Given task — Can you rewrite the material below with every "Report the position" switched to "Mark the location", changing nothing else and leaving the pictures out of your answer?

Position annotation records:

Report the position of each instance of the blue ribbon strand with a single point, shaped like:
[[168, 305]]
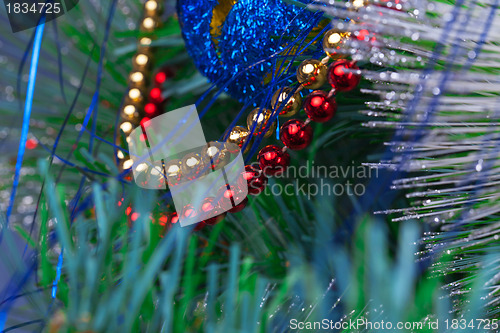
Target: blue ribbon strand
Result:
[[27, 111]]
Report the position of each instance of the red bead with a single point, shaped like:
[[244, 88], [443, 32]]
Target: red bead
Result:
[[341, 77], [155, 94], [160, 77], [273, 160], [256, 179], [150, 108], [240, 206], [296, 134], [319, 107]]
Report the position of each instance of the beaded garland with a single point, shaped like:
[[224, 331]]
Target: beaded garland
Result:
[[221, 52]]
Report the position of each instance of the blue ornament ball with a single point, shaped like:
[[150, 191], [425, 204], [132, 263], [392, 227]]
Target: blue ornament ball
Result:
[[238, 44]]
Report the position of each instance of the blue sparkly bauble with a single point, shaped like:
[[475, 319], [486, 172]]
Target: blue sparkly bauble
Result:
[[235, 43]]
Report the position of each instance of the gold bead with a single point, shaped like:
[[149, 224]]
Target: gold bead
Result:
[[238, 136], [214, 155], [173, 172], [141, 60], [128, 164], [149, 23], [335, 40], [293, 104], [260, 117], [312, 74], [137, 78], [192, 165]]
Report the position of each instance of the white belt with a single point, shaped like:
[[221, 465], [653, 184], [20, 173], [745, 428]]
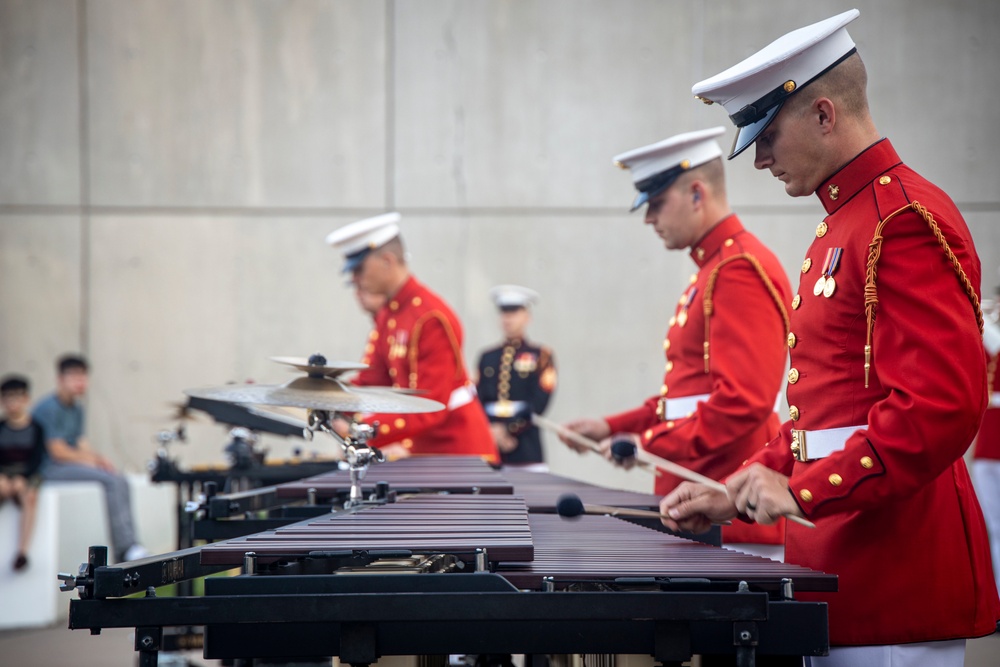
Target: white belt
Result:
[[669, 409], [461, 396], [812, 445], [505, 409]]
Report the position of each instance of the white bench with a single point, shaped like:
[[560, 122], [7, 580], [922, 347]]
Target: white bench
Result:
[[72, 517]]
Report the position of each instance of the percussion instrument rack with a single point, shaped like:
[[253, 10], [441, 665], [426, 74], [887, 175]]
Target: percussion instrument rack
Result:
[[433, 574]]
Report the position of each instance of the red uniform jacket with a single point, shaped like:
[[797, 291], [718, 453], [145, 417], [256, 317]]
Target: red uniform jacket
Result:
[[988, 440], [896, 517], [417, 343], [744, 373]]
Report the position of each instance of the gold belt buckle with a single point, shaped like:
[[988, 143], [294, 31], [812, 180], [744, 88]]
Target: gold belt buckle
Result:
[[799, 445]]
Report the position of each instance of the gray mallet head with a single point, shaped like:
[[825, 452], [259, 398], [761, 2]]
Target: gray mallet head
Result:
[[622, 449], [569, 506]]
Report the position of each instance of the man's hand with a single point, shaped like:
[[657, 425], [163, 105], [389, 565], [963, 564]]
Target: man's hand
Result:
[[762, 494], [695, 507], [595, 429], [505, 442]]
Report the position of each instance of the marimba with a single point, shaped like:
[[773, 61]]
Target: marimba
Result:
[[428, 572]]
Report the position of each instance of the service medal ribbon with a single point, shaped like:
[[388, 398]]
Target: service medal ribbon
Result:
[[833, 256]]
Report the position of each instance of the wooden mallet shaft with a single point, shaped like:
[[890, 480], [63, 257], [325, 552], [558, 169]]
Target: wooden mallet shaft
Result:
[[581, 440], [643, 456]]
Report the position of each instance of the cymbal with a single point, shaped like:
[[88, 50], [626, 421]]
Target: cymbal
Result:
[[295, 416], [329, 369], [319, 394]]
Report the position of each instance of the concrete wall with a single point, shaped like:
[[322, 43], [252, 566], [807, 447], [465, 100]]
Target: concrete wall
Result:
[[168, 171]]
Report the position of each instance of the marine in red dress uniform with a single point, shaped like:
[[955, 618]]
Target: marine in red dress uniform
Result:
[[887, 382], [712, 417], [986, 453], [896, 516], [725, 348], [416, 344]]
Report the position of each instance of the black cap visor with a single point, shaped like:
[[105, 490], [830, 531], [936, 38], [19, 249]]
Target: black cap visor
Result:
[[748, 134], [353, 261], [656, 184]]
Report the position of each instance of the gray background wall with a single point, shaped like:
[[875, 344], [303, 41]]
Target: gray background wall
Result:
[[168, 171]]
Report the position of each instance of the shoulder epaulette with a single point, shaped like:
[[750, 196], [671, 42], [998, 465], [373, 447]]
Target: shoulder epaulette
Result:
[[875, 251], [709, 307]]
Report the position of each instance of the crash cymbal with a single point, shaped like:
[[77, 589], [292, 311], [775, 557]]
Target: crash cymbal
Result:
[[319, 394], [298, 417], [321, 365]]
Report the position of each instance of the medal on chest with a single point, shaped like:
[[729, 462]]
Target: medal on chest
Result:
[[685, 304], [525, 363], [397, 348], [827, 284]]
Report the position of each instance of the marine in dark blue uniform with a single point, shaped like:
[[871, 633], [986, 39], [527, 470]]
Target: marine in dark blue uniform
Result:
[[515, 380]]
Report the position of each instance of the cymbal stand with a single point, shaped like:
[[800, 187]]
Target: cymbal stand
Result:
[[357, 453]]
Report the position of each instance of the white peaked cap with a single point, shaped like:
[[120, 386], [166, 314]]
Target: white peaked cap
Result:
[[359, 238], [753, 91], [655, 167]]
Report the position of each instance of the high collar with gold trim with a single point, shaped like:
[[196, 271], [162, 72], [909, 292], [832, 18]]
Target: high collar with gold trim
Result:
[[853, 177], [703, 251]]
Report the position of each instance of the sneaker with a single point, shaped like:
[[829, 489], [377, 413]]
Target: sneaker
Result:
[[135, 552]]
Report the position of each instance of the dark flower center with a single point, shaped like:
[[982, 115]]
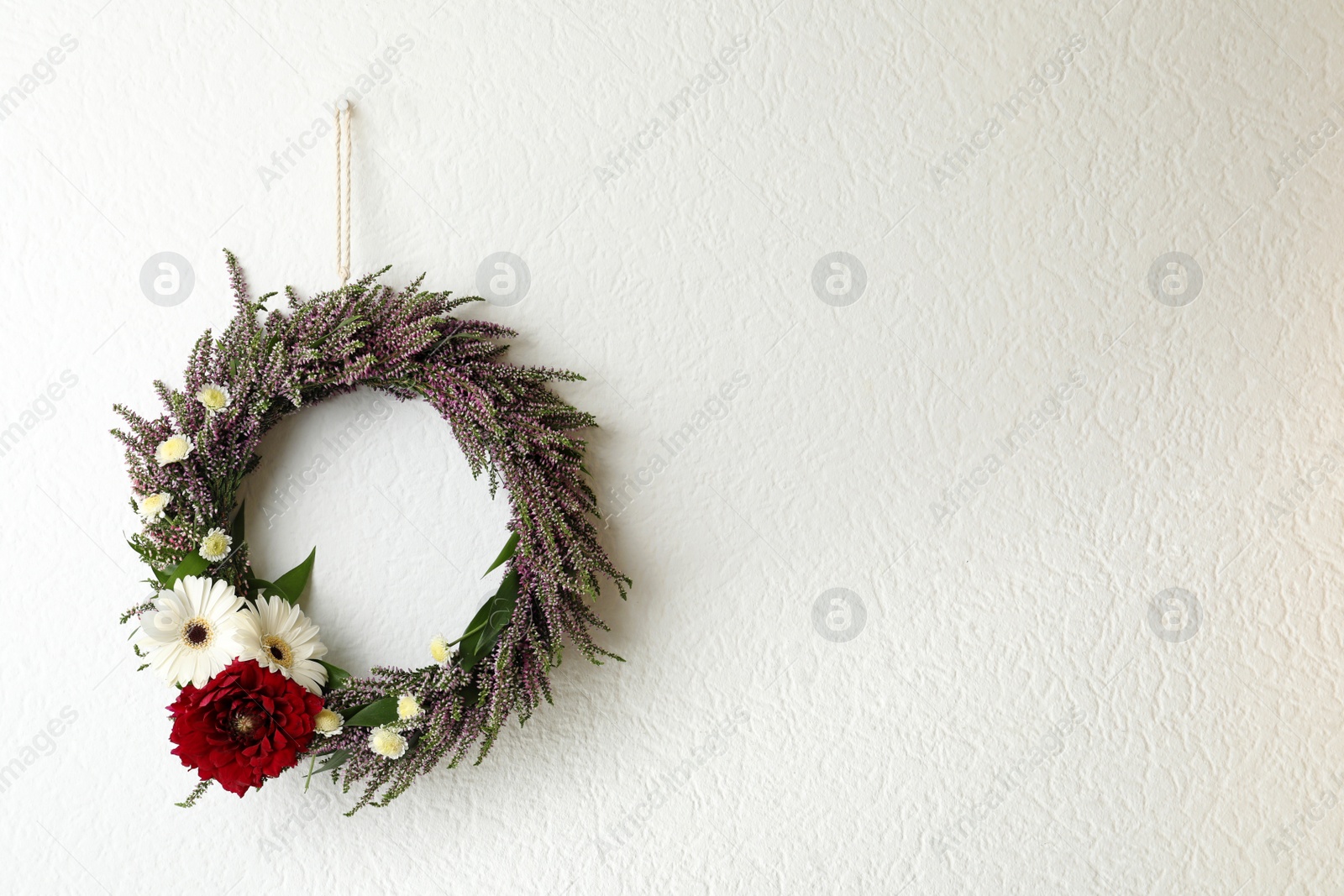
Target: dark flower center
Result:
[[244, 725]]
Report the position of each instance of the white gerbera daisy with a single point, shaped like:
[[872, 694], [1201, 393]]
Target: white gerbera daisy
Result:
[[281, 638], [174, 449], [328, 723], [407, 707], [214, 396], [152, 506], [192, 631], [438, 647], [215, 546], [386, 743]]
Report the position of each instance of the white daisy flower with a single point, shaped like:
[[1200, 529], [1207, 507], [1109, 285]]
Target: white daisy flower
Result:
[[281, 638], [407, 707], [386, 743], [328, 723], [215, 546], [174, 449], [192, 631], [214, 396], [438, 647], [152, 506]]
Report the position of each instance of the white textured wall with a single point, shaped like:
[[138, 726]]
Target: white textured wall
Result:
[[1007, 449]]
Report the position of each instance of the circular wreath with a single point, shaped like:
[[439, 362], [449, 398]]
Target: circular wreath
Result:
[[255, 694]]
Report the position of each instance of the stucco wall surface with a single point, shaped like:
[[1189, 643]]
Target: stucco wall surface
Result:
[[969, 382]]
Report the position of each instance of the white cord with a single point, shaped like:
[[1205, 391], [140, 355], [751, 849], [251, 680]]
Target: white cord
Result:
[[343, 191]]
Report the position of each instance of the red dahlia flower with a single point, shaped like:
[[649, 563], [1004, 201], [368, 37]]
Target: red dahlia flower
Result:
[[244, 726]]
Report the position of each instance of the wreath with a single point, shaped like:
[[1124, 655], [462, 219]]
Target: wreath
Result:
[[257, 694]]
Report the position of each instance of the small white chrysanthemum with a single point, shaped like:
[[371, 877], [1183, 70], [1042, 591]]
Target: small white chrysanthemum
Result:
[[192, 633], [152, 506], [328, 721], [172, 449], [214, 396], [438, 647], [386, 743], [407, 707], [215, 546]]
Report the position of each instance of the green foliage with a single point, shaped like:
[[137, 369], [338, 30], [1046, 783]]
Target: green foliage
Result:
[[335, 676], [291, 586], [195, 794], [486, 626], [380, 712], [507, 553]]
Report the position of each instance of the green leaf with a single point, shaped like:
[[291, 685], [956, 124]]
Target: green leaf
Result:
[[291, 586], [333, 761], [375, 714], [190, 564], [235, 528], [488, 622], [506, 553], [335, 676]]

Task output —
Mark the location of each instance of the blue ribbon strand with a single point, shaped like:
[[168, 305]]
Target: blue ribbon strand
Result:
[[27, 111]]
Mark the location of each instance of the red bead with a single point, shaped like:
[[244, 88], [443, 32]]
Target: red bead
Result:
[[341, 77], [155, 94], [160, 77], [273, 160], [256, 179], [150, 108], [240, 206], [296, 134], [319, 107]]
Mark the location of each instance of the beaded garland with a single point, shaped like:
[[224, 331]]
Target: beaded garland
Result:
[[221, 52]]
Mark the location of each instance of the blue ornament ball with a single point, shaped like:
[[150, 191], [425, 204], [132, 263], [392, 227]]
Target: blue ornament ball
Result:
[[238, 44]]
Mark the location of each instance of the blue sparkly bauble with a single point, shaped like:
[[475, 319], [486, 172]]
Target: blue sparkly bauble
Result:
[[235, 43]]
Mark the location of each instance of the gold bead with a single point, shaped like:
[[149, 224]]
Target: gold bead
Result:
[[238, 136], [214, 155], [173, 172], [141, 60], [128, 164], [149, 23], [335, 40], [293, 104], [260, 117], [312, 74], [137, 78], [192, 165]]
Mark the location of each instance of the white belt with a single point, shaped like:
[[221, 465], [653, 184], [20, 173], [745, 428]]
Target: white belt
Result:
[[669, 409], [461, 396], [812, 445], [505, 409]]
Mark the location of each instance of the white bench with a single point, shaped like:
[[560, 122], [7, 580], [922, 347]]
Target: white bench
Result:
[[72, 517]]
Mark the location of each instance of the percussion instrument rack with a single point, shaped like:
[[253, 10], [441, 665], [426, 74], [887, 175]]
Target: percussion instrument rack
Result:
[[433, 574]]
Mark the location of each instance of the red uniform jacket with a single point, shaped like:
[[797, 291], [718, 453], [145, 417], [256, 317]]
Target: red uniform jacket
Result:
[[988, 440], [896, 517], [417, 343], [744, 373]]
Mark the location of each instance of the gold belt buckle with a single point, shaped like:
[[988, 143], [294, 31], [812, 180], [744, 88]]
Target: gold belt buckle
Result:
[[799, 445]]
Mark the location of each instance of the gray mallet head with a single point, shaped like:
[[825, 452], [259, 398], [761, 2]]
Target: gray mallet head
Result:
[[622, 449], [569, 506]]
Mark the location of each instance of the man's hand with a single point, shaped like:
[[657, 425], [163, 105], [389, 565], [963, 564]]
Target: man's hand
Result:
[[762, 494], [695, 507], [595, 429], [505, 442]]
Mark the location of each instance of the marimba with a single point, shaped like:
[[773, 61]]
Target: marimba
Result:
[[428, 572]]
Mark the location of each instance of the service medal ribbon with a single point, shaped like:
[[388, 398]]
Target: service medal ribbon
Result:
[[833, 256]]
Mark the location of each instance of the wooden mallet shaft with a single point, shaped like:
[[890, 480], [63, 257], [325, 552], [558, 169]]
Target: wooden mallet shaft
Result:
[[581, 440], [643, 456]]
Mark the location of each instance of the cymbal with a single point, shaped like:
[[88, 50], [626, 421]]
Target: cymbal
Result:
[[295, 416], [329, 369], [319, 394]]
Mark the location of each instance of the concrete wall with a single point, shaped like:
[[322, 43], [252, 566], [807, 447], [465, 100]]
Target: concrete wall
Result:
[[168, 171]]
Mark the location of each instance of the marine in red dress uniform with a single point, shaped like:
[[955, 618]]
Target: marine in red dress uniform
Result:
[[887, 382], [712, 417], [986, 453], [896, 516], [725, 348], [416, 344]]
Mark the location of each instance of the black cap visor with a single point, shaped like:
[[105, 490], [830, 531], [936, 38], [19, 249]]
Target: black cap visor
Result:
[[748, 134], [353, 261], [656, 184]]
Mark the location of each instance of the gray background wall with a single point, shaped like:
[[875, 344], [303, 41]]
Target: gray background wall
Result:
[[168, 171]]
Mark the location of each instance of the shoulder epaulette with a single point, shaped like:
[[750, 196], [671, 42], [998, 465], [373, 447]]
Target: shoulder epaulette
Result:
[[875, 251], [709, 307]]
Mark the location of each instance of the crash cymbal with a single point, shaped like:
[[77, 589], [292, 311], [775, 557]]
Target: crash cymbal
Result:
[[319, 394], [298, 417], [321, 365]]
Mark the location of each instance of the medal on chest with a single point, shaped like:
[[729, 462]]
Target: medal on chest
Result:
[[685, 304], [525, 363], [397, 348], [827, 284]]
Mark the location of each instance of the marine in dark blue uniform with a single point, shaped like:
[[871, 633], [986, 39], [527, 470]]
Target: marine in dark blue uniform
Result:
[[515, 380]]
Mark the location of each instance of the cymbal stand with a single point, shaped like:
[[800, 187]]
Target: cymbal stand
Result:
[[357, 453]]
Mark the location of each instance of the white peaked cap with a single point, shaped like:
[[120, 386], [166, 314]]
Target: white peaked cap
Result:
[[359, 238], [753, 91], [655, 167]]
Mark the location of each instance of the high collar with gold trim with a single point, shaped like:
[[196, 271], [162, 72], [909, 292], [832, 18]]
Target: high collar with gold trim
Result:
[[853, 177], [703, 251]]
Mark the location of each instance of the sneaker with a single point, shaped like:
[[829, 489], [377, 413]]
Target: sneaker
Result:
[[135, 552]]
Mark the location of each instance of the dark flower center with a single point, shaped like:
[[982, 115]]
Target: dark flower center
Result:
[[244, 725]]
Mark the location of each instance of the white gerbera daisy with a single point, shaped like:
[[872, 694], [1201, 393]]
Target: white gerbera daisy
Result:
[[281, 638], [174, 449], [328, 723], [407, 707], [214, 396], [152, 506], [192, 631], [438, 647], [215, 546], [386, 743]]
Mark the location of each instance of the white daisy flower with a single point, shaped like:
[[1200, 529], [1207, 507], [1109, 285]]
Target: white daisy flower
Result:
[[281, 638], [407, 707], [386, 743], [328, 723], [215, 546], [174, 449], [192, 631], [214, 396], [438, 647], [152, 506]]
Mark the location of each instance of the white textured wall with a single point, shaped like:
[[138, 726]]
Target: white textured wall
Result:
[[1007, 449]]
Mark the location of each instance of the circular wreath with a single point, shaped like:
[[439, 362], [449, 398]]
Target: circular wreath
Result:
[[255, 694]]
Mark the location of each instance of the stucco wall surface with a single point, shaped like:
[[1189, 643]]
Target: stucco wall surface
Result:
[[969, 382]]
Mark the location of each instance of the white cord with a single point, shaped like:
[[1205, 391], [140, 355], [751, 849], [251, 680]]
Target: white cord
Result:
[[343, 191]]
Mark the location of each instance of the red dahlia flower with a single point, shaped like:
[[649, 563], [1004, 201], [368, 37]]
Target: red dahlia flower
Result:
[[244, 726]]
Mark the location of each instance of the wreath with a single point, shaped like:
[[1124, 655], [462, 219]]
Target: wreath
Result:
[[257, 694]]
Mark the location of each instance of the small white chrysanthemum with a single point, shaped like:
[[371, 877], [1183, 70], [1042, 591]]
Target: small white chrysanthemum
Result:
[[192, 633], [152, 506], [328, 721], [172, 449], [214, 396], [438, 647], [386, 743], [407, 707], [215, 546]]
Mark the location of each instance of the green foliage with a single point, shaped like:
[[137, 369], [338, 30], [1046, 783]]
Target: green foliage
Result:
[[335, 676], [291, 586], [195, 794], [486, 626], [380, 712], [507, 553]]
Mark the location of each instance of the green leaf with a single point, shaped like:
[[291, 685], [956, 124]]
Target: green leaf
Result:
[[291, 586], [333, 761], [375, 714], [190, 564], [235, 528], [488, 622], [506, 553], [335, 676]]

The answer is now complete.